To do: Below this line is the material. Write out only its lines from the one containing "the pagoda finial" through the one containing "the red wall", both kept, exactly.
[[ Data to use, beginning ]]
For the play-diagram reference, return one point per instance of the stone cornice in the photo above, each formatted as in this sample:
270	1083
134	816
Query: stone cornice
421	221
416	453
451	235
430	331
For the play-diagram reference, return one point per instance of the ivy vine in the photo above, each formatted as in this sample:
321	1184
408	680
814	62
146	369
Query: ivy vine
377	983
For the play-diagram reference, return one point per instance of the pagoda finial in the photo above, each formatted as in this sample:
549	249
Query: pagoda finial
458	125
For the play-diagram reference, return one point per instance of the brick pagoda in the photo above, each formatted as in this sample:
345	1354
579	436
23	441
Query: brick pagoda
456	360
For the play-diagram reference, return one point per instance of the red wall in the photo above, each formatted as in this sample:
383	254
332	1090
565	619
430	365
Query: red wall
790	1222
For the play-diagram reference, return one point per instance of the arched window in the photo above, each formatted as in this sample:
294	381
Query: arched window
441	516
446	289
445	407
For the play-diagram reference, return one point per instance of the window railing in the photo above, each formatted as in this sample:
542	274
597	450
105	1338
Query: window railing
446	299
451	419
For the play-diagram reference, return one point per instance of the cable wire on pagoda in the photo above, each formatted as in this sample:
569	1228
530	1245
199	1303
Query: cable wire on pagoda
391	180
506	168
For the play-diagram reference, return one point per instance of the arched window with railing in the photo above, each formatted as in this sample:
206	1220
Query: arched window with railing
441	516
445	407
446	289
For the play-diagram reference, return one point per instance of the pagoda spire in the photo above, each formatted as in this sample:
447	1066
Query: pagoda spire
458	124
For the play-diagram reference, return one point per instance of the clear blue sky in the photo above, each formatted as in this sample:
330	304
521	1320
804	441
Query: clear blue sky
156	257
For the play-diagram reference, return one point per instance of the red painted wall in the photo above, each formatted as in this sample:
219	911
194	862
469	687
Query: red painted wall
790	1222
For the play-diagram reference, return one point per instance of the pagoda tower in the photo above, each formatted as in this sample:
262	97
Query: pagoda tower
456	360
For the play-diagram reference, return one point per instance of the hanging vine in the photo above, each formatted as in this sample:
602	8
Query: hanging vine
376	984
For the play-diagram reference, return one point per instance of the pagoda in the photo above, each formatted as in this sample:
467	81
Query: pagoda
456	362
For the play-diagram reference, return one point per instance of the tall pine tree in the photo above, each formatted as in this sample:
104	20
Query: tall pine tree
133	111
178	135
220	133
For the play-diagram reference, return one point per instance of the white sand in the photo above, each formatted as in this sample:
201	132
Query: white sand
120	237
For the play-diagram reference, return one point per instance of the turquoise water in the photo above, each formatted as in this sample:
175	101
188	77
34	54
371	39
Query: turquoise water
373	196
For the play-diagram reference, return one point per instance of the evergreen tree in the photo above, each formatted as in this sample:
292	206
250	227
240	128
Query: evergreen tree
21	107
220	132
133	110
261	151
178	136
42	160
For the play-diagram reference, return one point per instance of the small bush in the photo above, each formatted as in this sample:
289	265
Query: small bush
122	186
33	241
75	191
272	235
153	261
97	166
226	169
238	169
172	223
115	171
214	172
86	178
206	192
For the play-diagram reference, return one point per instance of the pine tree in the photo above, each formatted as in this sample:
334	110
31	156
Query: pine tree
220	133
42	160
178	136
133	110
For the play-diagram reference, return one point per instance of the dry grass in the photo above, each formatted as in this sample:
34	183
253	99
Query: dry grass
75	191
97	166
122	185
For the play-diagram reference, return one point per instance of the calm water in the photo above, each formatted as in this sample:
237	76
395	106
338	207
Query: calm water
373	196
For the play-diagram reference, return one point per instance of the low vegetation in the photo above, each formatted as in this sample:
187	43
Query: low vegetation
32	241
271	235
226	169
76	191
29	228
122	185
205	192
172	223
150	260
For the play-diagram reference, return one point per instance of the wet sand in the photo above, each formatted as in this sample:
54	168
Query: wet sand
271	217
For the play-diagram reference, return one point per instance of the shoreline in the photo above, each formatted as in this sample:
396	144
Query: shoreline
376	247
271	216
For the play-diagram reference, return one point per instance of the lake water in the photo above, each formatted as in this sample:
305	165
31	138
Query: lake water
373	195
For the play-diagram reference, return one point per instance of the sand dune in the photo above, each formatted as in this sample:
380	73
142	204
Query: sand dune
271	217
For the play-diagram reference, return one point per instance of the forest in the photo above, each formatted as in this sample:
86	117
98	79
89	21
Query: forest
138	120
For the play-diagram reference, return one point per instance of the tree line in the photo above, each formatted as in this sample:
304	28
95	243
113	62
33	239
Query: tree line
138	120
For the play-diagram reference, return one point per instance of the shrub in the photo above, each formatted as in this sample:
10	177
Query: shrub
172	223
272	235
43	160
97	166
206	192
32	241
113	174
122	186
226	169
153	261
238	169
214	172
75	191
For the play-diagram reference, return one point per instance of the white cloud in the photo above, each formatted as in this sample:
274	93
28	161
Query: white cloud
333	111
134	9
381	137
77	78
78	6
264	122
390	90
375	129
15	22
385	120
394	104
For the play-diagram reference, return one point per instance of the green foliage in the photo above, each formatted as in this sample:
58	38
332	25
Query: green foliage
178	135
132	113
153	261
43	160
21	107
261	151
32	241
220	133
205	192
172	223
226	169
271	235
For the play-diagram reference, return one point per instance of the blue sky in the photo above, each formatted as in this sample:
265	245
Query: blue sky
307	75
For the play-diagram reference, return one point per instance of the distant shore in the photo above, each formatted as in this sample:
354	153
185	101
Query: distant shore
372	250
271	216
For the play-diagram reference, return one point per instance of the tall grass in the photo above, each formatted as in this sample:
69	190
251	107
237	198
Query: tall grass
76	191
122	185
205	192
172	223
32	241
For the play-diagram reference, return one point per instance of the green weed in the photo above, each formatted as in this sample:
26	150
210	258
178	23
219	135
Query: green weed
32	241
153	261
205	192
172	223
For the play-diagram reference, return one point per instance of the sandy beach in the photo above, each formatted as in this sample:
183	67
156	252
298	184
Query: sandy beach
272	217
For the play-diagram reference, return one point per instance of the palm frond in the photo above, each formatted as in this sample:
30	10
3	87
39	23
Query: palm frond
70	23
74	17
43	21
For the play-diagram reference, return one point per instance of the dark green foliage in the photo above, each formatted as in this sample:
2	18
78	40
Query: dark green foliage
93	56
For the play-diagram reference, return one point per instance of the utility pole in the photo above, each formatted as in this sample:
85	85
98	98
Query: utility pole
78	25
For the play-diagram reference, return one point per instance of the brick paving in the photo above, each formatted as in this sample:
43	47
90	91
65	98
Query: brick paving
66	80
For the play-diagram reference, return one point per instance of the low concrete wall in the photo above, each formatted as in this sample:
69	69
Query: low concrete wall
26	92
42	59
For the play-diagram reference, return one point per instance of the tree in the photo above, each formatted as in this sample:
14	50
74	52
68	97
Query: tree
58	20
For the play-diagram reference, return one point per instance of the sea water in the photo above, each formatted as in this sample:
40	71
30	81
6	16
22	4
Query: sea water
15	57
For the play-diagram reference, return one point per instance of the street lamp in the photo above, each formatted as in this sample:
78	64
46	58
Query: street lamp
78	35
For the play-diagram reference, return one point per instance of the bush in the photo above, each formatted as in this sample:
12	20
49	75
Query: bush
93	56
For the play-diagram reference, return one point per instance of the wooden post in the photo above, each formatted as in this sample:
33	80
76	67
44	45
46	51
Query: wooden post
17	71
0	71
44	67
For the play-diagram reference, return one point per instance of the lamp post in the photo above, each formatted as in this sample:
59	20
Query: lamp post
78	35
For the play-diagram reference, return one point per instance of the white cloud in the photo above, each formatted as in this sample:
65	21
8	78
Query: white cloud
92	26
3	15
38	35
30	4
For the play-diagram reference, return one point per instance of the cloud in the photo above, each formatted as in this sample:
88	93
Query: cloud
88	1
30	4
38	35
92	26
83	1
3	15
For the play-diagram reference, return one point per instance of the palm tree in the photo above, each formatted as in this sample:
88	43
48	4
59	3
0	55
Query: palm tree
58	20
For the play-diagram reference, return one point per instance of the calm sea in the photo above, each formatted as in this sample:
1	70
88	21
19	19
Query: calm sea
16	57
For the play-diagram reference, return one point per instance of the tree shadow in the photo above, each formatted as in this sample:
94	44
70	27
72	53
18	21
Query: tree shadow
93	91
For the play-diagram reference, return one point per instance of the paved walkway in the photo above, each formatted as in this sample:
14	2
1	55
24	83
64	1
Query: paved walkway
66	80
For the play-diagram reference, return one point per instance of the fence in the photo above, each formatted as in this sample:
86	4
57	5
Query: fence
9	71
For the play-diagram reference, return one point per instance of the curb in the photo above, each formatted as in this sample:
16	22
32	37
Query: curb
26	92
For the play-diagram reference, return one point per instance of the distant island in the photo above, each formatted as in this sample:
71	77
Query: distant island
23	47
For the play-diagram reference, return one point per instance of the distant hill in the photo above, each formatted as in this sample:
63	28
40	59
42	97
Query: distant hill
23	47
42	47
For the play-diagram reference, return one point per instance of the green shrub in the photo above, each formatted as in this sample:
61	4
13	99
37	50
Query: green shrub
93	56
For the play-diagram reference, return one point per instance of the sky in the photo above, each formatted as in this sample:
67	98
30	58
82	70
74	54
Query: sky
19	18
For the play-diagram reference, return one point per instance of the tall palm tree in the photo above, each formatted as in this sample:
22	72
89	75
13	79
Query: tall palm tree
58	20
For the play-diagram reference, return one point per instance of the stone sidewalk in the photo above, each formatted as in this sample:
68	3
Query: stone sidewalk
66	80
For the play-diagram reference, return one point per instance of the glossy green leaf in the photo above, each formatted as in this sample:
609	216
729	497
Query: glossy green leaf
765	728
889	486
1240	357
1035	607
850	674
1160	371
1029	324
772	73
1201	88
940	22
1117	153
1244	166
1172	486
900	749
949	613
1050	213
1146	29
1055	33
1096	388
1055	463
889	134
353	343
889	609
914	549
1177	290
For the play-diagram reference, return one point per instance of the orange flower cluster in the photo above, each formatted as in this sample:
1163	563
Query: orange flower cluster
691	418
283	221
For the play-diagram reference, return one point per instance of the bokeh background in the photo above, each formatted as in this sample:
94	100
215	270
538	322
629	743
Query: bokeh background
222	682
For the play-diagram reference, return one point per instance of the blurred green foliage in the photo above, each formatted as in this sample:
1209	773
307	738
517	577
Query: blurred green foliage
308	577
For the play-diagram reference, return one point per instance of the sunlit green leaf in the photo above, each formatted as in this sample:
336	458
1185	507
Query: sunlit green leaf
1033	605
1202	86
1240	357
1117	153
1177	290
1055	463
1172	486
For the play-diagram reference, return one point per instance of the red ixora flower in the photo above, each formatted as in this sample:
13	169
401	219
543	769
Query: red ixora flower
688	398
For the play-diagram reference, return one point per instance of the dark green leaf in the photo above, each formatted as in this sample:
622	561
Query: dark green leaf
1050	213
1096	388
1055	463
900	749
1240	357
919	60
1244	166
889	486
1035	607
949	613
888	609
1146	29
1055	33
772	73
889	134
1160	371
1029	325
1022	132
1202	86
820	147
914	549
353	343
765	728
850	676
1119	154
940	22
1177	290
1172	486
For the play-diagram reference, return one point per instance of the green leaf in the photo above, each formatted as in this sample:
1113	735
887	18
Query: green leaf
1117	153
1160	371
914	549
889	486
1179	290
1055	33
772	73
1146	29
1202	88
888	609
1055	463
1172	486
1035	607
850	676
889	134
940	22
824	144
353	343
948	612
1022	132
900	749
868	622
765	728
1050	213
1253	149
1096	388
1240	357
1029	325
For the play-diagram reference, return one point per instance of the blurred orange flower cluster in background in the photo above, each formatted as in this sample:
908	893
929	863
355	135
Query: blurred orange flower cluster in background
[[ Data to use, end ]]
The answer:
For the play-diagram reference, return one point per instance of the pagoda finial in the photo above, each formatted as in this sample:
549	249
Query: pagoda finial
458	125
For the play-diagram reference, return one point per instance of the brick pagoda in the photo above, each formatted as in this sample:
345	1354
579	436
23	441
Query: brick pagoda
456	360
For the play-diagram reference, return one point per instance of the red wall in the photo above, each formatted as in this sample:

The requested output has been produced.